▸ **INSTRUCTIONS TO FOLLOW**
From the first line to the last, transcribe the data exactly.

▸ **RECORDS FOR THIS TASK**
----

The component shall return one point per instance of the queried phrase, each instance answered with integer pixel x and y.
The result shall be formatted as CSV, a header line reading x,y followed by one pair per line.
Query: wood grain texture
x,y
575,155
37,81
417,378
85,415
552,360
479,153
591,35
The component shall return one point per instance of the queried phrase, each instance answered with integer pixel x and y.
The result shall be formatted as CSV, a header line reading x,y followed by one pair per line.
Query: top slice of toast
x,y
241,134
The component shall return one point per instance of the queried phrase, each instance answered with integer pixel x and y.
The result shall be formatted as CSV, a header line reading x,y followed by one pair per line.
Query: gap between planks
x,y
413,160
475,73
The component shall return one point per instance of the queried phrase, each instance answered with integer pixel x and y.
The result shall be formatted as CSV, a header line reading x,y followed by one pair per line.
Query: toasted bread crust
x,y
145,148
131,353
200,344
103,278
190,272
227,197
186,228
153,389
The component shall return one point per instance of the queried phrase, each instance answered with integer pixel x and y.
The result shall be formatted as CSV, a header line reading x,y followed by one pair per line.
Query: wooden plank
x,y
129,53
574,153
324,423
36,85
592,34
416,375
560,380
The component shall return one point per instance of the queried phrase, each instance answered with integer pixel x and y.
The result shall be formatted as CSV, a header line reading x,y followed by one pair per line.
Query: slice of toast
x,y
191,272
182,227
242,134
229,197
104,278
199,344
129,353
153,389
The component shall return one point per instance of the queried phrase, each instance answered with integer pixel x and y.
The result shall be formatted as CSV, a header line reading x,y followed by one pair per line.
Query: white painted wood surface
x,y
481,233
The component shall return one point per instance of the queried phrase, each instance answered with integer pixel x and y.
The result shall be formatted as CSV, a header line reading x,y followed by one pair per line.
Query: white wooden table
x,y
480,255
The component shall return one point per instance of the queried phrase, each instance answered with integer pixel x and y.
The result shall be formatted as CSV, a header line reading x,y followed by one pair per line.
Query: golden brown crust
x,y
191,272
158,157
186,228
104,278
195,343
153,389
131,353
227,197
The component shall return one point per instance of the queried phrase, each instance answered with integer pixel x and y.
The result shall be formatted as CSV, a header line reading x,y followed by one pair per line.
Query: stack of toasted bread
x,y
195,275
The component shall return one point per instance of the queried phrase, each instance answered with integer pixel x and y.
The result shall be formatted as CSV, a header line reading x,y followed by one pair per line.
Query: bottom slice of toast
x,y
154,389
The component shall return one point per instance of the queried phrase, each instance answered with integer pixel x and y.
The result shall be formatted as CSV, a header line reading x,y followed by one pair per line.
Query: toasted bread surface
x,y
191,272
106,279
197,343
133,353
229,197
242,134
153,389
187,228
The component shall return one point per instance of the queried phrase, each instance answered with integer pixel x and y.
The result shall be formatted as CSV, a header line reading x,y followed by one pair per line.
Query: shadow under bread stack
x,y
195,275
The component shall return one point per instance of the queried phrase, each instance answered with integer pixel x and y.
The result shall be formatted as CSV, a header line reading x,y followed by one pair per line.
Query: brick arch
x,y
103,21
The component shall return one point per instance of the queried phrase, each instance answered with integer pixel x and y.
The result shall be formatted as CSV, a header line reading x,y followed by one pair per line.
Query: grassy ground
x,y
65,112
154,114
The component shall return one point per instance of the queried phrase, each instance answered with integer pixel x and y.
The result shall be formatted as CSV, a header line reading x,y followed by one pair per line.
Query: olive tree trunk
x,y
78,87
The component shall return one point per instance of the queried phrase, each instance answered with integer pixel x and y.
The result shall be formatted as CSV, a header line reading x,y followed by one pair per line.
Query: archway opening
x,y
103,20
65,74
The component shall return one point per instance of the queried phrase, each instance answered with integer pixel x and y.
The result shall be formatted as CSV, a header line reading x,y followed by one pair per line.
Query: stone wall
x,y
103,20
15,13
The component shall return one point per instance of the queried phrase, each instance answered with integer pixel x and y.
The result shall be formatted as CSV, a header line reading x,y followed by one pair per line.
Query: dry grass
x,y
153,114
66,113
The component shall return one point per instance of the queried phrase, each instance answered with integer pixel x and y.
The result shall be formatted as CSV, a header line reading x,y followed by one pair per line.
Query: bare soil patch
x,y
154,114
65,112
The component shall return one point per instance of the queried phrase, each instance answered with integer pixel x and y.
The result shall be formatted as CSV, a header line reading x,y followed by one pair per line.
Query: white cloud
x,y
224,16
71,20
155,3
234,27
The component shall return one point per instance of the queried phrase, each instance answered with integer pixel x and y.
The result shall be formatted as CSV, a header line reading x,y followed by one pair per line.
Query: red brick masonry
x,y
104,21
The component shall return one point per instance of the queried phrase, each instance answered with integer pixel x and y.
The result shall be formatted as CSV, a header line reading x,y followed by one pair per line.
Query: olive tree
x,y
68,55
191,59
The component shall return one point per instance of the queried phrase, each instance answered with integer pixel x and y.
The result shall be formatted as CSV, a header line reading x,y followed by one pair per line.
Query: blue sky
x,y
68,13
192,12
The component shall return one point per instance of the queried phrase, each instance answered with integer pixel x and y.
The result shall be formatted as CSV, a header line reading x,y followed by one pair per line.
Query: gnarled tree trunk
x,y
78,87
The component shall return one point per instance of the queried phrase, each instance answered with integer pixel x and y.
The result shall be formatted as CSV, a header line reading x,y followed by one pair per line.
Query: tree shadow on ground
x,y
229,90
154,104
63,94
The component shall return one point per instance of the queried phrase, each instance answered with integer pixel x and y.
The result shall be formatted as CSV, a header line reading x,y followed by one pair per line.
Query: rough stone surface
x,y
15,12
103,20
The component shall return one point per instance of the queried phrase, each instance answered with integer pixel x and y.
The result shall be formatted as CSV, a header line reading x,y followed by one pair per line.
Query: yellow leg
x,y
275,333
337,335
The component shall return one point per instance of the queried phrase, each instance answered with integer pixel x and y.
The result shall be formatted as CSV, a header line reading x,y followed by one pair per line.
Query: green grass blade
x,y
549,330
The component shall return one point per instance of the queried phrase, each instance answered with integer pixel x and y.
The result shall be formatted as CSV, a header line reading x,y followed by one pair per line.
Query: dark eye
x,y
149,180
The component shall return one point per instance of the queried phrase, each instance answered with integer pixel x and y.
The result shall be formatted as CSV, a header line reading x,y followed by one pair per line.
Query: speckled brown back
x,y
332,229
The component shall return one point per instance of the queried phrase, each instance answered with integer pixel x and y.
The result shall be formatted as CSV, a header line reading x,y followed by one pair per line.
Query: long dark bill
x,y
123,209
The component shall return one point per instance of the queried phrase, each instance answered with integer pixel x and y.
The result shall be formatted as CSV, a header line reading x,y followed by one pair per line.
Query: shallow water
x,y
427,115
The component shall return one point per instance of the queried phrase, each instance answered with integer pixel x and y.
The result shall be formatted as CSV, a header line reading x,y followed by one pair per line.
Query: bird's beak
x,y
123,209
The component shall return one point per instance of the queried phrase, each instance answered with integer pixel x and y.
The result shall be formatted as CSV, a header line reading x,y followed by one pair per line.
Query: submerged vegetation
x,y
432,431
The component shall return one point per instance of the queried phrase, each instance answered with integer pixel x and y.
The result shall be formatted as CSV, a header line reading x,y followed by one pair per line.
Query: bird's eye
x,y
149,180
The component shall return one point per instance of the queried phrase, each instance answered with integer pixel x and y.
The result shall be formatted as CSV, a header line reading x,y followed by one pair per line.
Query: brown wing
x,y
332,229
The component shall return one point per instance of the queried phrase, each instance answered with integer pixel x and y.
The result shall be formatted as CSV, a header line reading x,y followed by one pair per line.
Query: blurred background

----

▸ **ANSWER TO THIS PROBLEM**
The component shall return one point per instance of the queried phrase, each instance answered with integer pixel x and y.
The result shall be formatted as CSV, a header line reading x,y followed by one pair per line.
Query: wood grain texture
x,y
575,155
37,81
417,378
85,415
552,360
479,153
591,35
The component shall return one point per instance of the queried phrase, each instance answered with integer pixel x and y.
The result shall be formatted as CSV, a header line reading x,y followed by one pair per line.
Query: top slice of toast
x,y
241,134
The component shall return one point per instance of the queried phrase, each instance answered with integer pixel x and y.
The result shall be formatted as CSV, a header line reading x,y followed by one pair per line.
Query: gap between planks
x,y
413,160
475,73
The component shall return one point per instance of the queried phrase, each instance answered with integer pixel x and y.
The result shall be formatted as CSV, a header line reading x,y followed by one pair per line.
Query: toasted bread crust
x,y
145,148
131,353
200,344
103,278
190,272
227,197
186,228
153,389
The component shall return one point per instance of the queried phrase, each instance answered with integer pixel x and y.
The result shall be formatted as CSV, a header line reading x,y followed by one pair per line.
Query: wooden plank
x,y
129,53
574,153
324,423
36,85
592,34
416,375
560,380
The component shall return one point per instance of the queried phrase, each instance answered with integer pixel x and y.
The result shall be formatted as CSV, a header line reading x,y followed by one pair per line.
Query: slice of toast
x,y
191,272
182,227
242,134
229,197
104,278
199,344
129,353
153,389
The component shall return one point per instance of the queried phrase, each instance answered with integer pixel x and y.
The result shall be formatted as CSV, a header line reading x,y followed by one pair per line.
Query: white painted wood surface
x,y
481,233
The component shall return one point per instance of the queried phrase, each instance answered with integer pixel x and y.
The result shall be formatted as CSV, a header line reading x,y followed by one pair per line.
Query: white wooden table
x,y
480,255
The component shall return one point per instance of the queried phrase, each instance answered with integer pixel x and y.
The result shall be formatted as CSV, a header line reading x,y followed by one pair per line.
Query: golden brown crust
x,y
191,272
158,157
186,228
104,278
195,343
153,389
131,353
227,197
The component shall return one point per instance of the queried phrase, each instance answered with integer pixel x and y.
The result shall be formatted as CSV, a header line reading x,y followed by one pair per line.
Query: stack of toasted bread
x,y
195,275
The component shall return one point per instance of the queried phrase, each instance answered with integer pixel x and y.
The result shall be formatted as CSV, a header line reading x,y followed by one pair per line.
Query: bottom slice of toast
x,y
154,389
The component shall return one point per instance of the queried phrase, each instance answered with integer pixel x and y.
The result shall be formatted as CSV, a header line reading x,y followed by one pair per line.
Query: toasted bread surface
x,y
191,272
106,279
197,343
133,353
229,197
242,134
153,389
187,228
The component shall return one point per instance of the queried phrase, each instance answered with integer pixel x and y.
The result shall be formatted as CSV, a header line reading x,y followed by one pair per line.
Query: shadow under bread stack
x,y
195,275
The component shall return one point per instance of the queried phrase, each instance answered with integer pixel x and y.
The result shall be formatted as CSV, a header line reading x,y followed by one pair per line.
Query: brick arch
x,y
103,21
The component shall return one point per instance of the queried phrase, each instance answered with integer pixel x and y.
The result shall be formatted as CSV, a header line reading x,y followed by one pair per line.
Query: grassy ground
x,y
65,112
154,114
The component shall return one point per instance of the queried phrase, each instance answered with integer pixel x and y.
The result shall be formatted as CSV, a header line reading x,y followed by one pair per line.
Query: olive tree trunk
x,y
78,87
The component shall return one point per instance of the queried phrase, each instance answered with integer pixel x and y.
The result shall be formatted as CSV, a header line reading x,y followed by one pair per line.
Query: archway opening
x,y
103,20
65,74
The component shall return one point per instance of the queried phrase, each instance answered with integer pixel x and y.
The result shall be formatted as CSV, a header line reading x,y followed by one pair per line.
Query: stone wall
x,y
103,20
15,13
The component shall return one point per instance of the queried phrase, each instance answered with integer pixel x and y.
The result shall be formatted as CSV, a header line reading x,y followed by one pair per line.
Query: dry grass
x,y
153,114
66,113
The component shall return one point per instance of the queried phrase, each instance answered with integer pixel x and y.
The result shall be formatted as CSV, a header line reading x,y followed by one pair per line.
Query: bare soil patch
x,y
154,114
65,112
The component shall return one point per instance of the queried phrase, each instance answered with integer pixel x and y.
The result shall be formatted as CSV, a header line reading x,y followed by one pair per line.
Query: white cloud
x,y
224,16
71,20
155,3
234,27
The component shall return one point per instance of the queried phrase, each instance answered with integer pixel x and y.
The result shall be formatted as CSV, a header line reading x,y followed by one pair per line.
Query: red brick masonry
x,y
104,21
The component shall return one point per instance of the queried phrase, each instance answered with integer pixel x and y.
The result shall be formatted as CSV, a header line reading x,y followed by one pair per line.
Query: olive tree
x,y
68,55
191,59
The component shall return one point per instance of the queried phrase, each instance answered with integer pixel x and y.
The result shall be formatted as CSV, a header line reading x,y followed by one pair per line.
Query: blue sky
x,y
68,13
192,12
The component shall return one point per instance of the queried phrase, each instance answered with integer pixel x and y.
The result shall be formatted as CSV, a header line reading x,y followed by one pair per line.
Query: gnarled tree trunk
x,y
78,87
The component shall return one point per instance of the queried phrase, each instance answered with integer pixel x and y.
The result shall be formatted as CSV, a header line reading x,y followed by one pair per line.
Query: tree shadow on ground
x,y
229,90
154,104
63,94
The component shall return one point per instance of the queried phrase, each instance answered with integer pixel x and y.
The result shall be formatted as CSV, a header line reading x,y followed by one pair per line.
Query: rough stone surface
x,y
15,12
103,20
The component shall return one point per instance of the queried phrase, each instance answered with integer pixel x and y.
The result shall be formatted as CSV, a header line reading x,y followed by one pair per line.
Query: yellow leg
x,y
275,333
337,335
The component shall return one point per instance of the queried phrase, each instance answered with integer pixel x and y.
The result shall be formatted as CSV, a header line reading x,y followed by one pair per line.
Query: green grass blade
x,y
549,330
The component shall return one point per instance of the queried phrase, each instance answered with integer pixel x and y.
The result shall be formatted as CSV, a header line reading x,y followed by one pair per line.
Query: dark eye
x,y
149,180
The component shall return one point per instance of the queried phrase, each instance answered with integer pixel x and y.
The result shall be formatted as CSV, a header line reading x,y followed by one pair per line.
Query: speckled brown back
x,y
332,229
The component shall return one point per instance of the queried phrase, each instance answered with integer pixel x and y.
The result shall be formatted as CSV, a header line reading x,y followed by one pair per line.
Query: long dark bill
x,y
123,209
The component shall return one point per instance of the queried phrase, each instance answered with integer pixel x and y.
The result shall be formatted as CSV, a header line reading x,y followed by one pair per line.
Query: shallow water
x,y
427,115
The component shall return one point per instance of the queried phrase, each instance answered with integer pixel x and y.
The result shall be formatted as CSV, a header line reading x,y followed by one pair per line.
Query: bird's beak
x,y
123,209
The component shall return one point per instance of the queried phrase, each instance answered with integer pixel x and y.
The result shall be formatted as CSV, a header line reading x,y followed by one pair per line.
Query: submerged vegetation
x,y
432,431
The component shall return one point per instance of the queried phrase, each instance answered with integer pixel x and y.
The result shall be formatted as CSV, a header line reading x,y followed by one pair per line.
Query: bird's eye
x,y
149,180
The component shall return one point per instance of the queried phrase, each instance answered with integer pixel x and y.
The result shall be formatted as CSV, a header line reading x,y followed by one pair per line.
Query: brown wing
x,y
332,229
The component shall return one point per instance of the queried phrase, each instance answered with integer pixel x and y.
The result shall be formatted as CSV, a header line reading x,y followed by one pair per line.
Query: blurred background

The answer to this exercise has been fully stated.